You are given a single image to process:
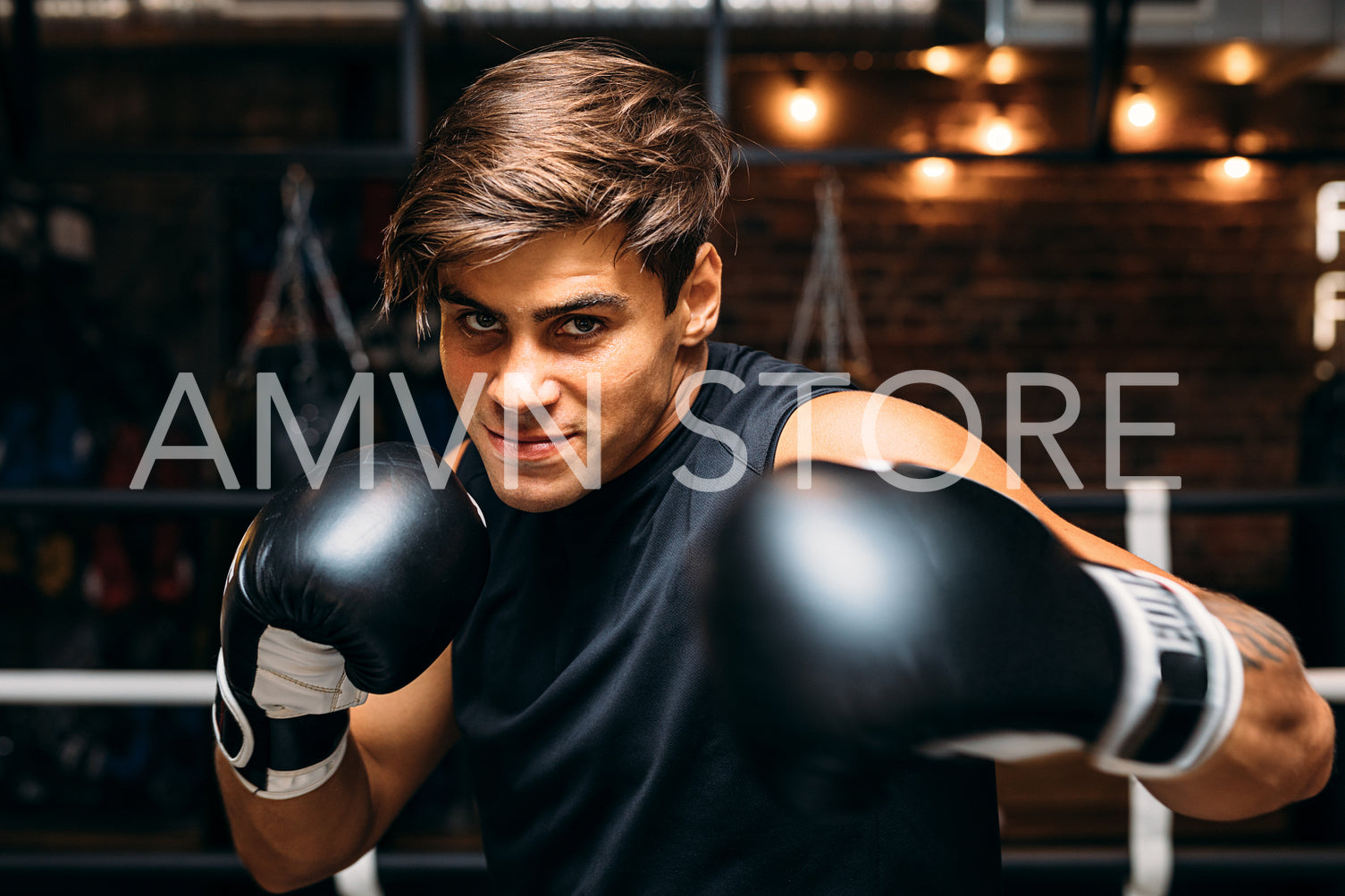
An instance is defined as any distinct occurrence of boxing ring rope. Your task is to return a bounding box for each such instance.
[0,481,1345,896]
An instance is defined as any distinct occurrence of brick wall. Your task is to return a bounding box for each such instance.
[719,160,1345,593]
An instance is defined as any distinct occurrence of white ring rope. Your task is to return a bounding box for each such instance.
[0,668,1345,707]
[0,668,215,707]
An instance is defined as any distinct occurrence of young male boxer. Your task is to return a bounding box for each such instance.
[216,43,1334,896]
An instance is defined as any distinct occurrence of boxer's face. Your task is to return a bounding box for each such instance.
[440,222,719,511]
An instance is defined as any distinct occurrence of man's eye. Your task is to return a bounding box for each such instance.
[463,311,499,332]
[561,317,602,337]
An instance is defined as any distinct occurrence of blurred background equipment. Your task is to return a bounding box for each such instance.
[0,0,1345,896]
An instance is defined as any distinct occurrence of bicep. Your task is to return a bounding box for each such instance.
[775,391,1164,572]
[349,644,460,840]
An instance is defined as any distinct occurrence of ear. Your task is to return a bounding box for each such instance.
[678,242,724,346]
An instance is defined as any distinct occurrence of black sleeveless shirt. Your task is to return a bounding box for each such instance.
[453,343,999,896]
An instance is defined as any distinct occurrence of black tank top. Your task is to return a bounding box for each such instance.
[453,343,999,896]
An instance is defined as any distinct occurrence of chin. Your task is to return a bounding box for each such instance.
[491,476,588,514]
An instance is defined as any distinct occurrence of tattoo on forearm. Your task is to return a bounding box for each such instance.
[1201,590,1302,668]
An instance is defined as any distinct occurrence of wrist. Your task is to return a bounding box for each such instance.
[1083,564,1243,777]
[213,652,349,800]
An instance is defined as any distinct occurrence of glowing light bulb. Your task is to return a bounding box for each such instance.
[1224,43,1257,83]
[986,47,1018,83]
[1224,156,1252,180]
[924,47,953,74]
[789,88,818,124]
[985,116,1014,152]
[1126,93,1158,128]
[919,157,953,180]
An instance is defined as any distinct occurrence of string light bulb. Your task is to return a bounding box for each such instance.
[789,88,818,124]
[1224,43,1257,83]
[982,116,1015,154]
[1126,90,1158,128]
[1224,156,1252,180]
[924,47,953,75]
[986,47,1018,83]
[916,156,953,180]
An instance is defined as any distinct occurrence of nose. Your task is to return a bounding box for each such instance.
[485,340,561,418]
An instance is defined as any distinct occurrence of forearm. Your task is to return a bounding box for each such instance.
[215,748,376,892]
[1143,590,1335,821]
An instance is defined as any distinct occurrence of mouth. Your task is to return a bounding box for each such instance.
[484,426,576,462]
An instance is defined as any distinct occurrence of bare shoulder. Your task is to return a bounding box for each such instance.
[775,391,1013,479]
[349,646,460,825]
[775,391,1158,572]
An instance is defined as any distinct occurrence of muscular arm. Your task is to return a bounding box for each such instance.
[215,647,458,892]
[776,393,1335,821]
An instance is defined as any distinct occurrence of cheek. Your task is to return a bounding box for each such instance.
[439,342,484,405]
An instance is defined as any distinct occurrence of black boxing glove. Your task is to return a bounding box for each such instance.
[702,465,1241,810]
[206,442,490,800]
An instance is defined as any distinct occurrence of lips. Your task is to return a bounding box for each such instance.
[484,426,575,460]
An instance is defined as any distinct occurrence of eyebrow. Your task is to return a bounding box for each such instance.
[439,287,631,322]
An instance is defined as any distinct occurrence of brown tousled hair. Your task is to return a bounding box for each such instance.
[379,40,733,327]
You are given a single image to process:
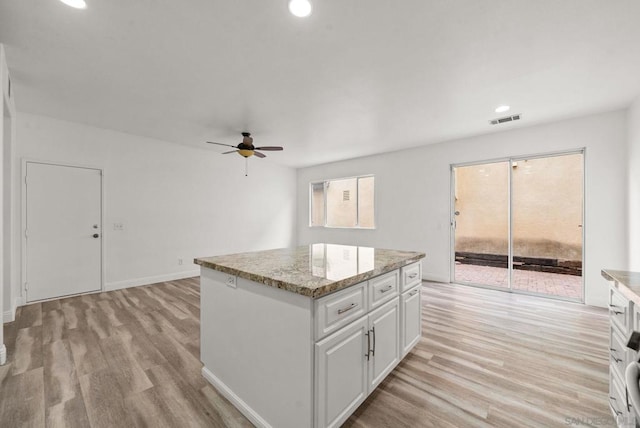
◇ ◇ ◇ ◇ ◇
SET EXERCISE: Rewrite every line of the items above as a Markdown table with two columns, Row and Line, numbering the rows in order and omitting blank lines. Leave the pictures out of the table.

REPLY TO THE EXERCISE:
| Row | Line |
|---|---|
| 1 | You are given a single image to process: |
| 2 | An instance is defined as any distinct occurrence of boxing ring rope. Your task is to return a bounding box for each such instance. |
| 3 | [0,481,1345,896] |
| 4 | An instance is defined as any distinct occurrence of brick wall. Your task is to return a bounding box for each such instance. |
| 5 | [719,160,1345,593] |
| 6 | An instance is defined as any distinct occurrence of white ring rope. Your task is to return a bounding box for each such instance. |
| 7 | [0,668,1345,707] |
| 8 | [0,668,215,707] |
| 9 | An instance is defined as any distinct occurrence of young male boxer. Your task is to return a bounding box for each such instance. |
| 10 | [216,43,1334,896] |
| 11 | An instance is defined as any distinct occurrence of boxer's face. Your task is to return a bounding box for each such instance. |
| 12 | [440,222,719,511] |
| 13 | An instance is defined as any distinct occurrence of man's eye. Your task is to return a bounding box for each such instance. |
| 14 | [463,311,499,332] |
| 15 | [561,317,602,337] |
| 16 | An instance is defined as any distinct occurrence of blurred background equipment. Your task is to return a bounding box for each such instance. |
| 17 | [0,0,1345,896] |
| 18 | An instance is defined as any distinct occurrence of bicep. Your task is to return a bounding box for each such instance. |
| 19 | [775,391,1164,572] |
| 20 | [349,644,460,840] |
| 21 | An instance is defined as any distinct occurrence of ear. Your task is to return a bounding box for each such instance. |
| 22 | [678,242,724,346] |
| 23 | An instance is defined as any distinct occurrence of black sleeveless shirt. Your task is to return a bounding box for each such instance. |
| 24 | [453,343,999,896] |
| 25 | An instance is defined as any distinct occurrence of black tank top. Your task is to return a bounding box for each such instance. |
| 26 | [453,343,999,896] |
| 27 | An instance is defined as any distinct occurrence of chin. Your task is to return a bounding box for each such instance. |
| 28 | [491,476,588,514] |
| 29 | An instance is defined as any distinct occurrence of tattoo on forearm. Your task is to return a bounding box for each such instance. |
| 30 | [1201,590,1302,668] |
| 31 | An instance is defined as any distinct occurrence of wrist. Your task is to return a bounding box for each such instance. |
| 32 | [1083,564,1243,777] |
| 33 | [213,652,349,800] |
| 34 | An instance is defined as any distinct occurrence of glowing light bulb. Your task is to return a bounding box for each such instance. |
| 35 | [1224,43,1257,83] |
| 36 | [986,47,1018,83] |
| 37 | [1224,156,1252,180] |
| 38 | [924,47,953,74] |
| 39 | [789,88,818,124] |
| 40 | [985,116,1014,152] |
| 41 | [1126,93,1158,128] |
| 42 | [919,157,953,180] |
| 43 | An instance is defined as any distinct occurrence of string light bulb. Your task is to return a bounding box for each such instance. |
| 44 | [789,88,818,124] |
| 45 | [1224,43,1257,83] |
| 46 | [982,116,1015,154] |
| 47 | [1126,90,1158,128] |
| 48 | [1224,156,1252,180] |
| 49 | [924,47,953,75] |
| 50 | [986,47,1018,83] |
| 51 | [916,156,953,180] |
| 52 | An instance is defined as any distinct occurrence of nose. Your task is to return a bounding box for each such instance. |
| 53 | [485,340,561,418] |
| 54 | An instance is defined as any distinct occurrence of forearm. Your task is to return a bounding box for each such instance. |
| 55 | [215,748,376,892] |
| 56 | [1143,590,1335,821] |
| 57 | An instance is defined as any distinct occurrence of mouth. Your task is to return a bounding box for each such instance. |
| 58 | [484,426,576,462] |
| 59 | An instance is defined as any distinct occurrence of bare shoulder. Your task is to return a bounding box for each such instance. |
| 60 | [775,391,1013,479] |
| 61 | [349,646,460,825] |
| 62 | [775,391,1158,572] |
| 63 | An instance is defined as any distinct occurrence of muscular arm. Your task is to return a bounding box for each such instance. |
| 64 | [215,647,458,892] |
| 65 | [776,393,1335,821] |
| 66 | An instance is defined as any distinct occurrence of cheek. Your task is to return a bounding box for each such instance. |
| 67 | [439,342,484,405] |
| 68 | An instance is defined as any distinct occurrence of black boxing glove. Your task is to return a bounding box for each such instance. |
| 69 | [702,465,1241,810] |
| 70 | [206,442,490,800] |
| 71 | An instance is defined as any distinct occurrence of lips. Your task is to return a bounding box for each such instance. |
| 72 | [484,426,575,460] |
| 73 | An instance is defined as any distinct occurrence of eyebrow. Your task is to return a bounding box for each such instance. |
| 74 | [439,287,631,322] |
| 75 | An instance is defined as any distinct occurrence of brown tousled hair. Your task is to return a bounding box for each such instance. |
| 76 | [379,40,733,327] |
| 77 | You are given a single image to process: |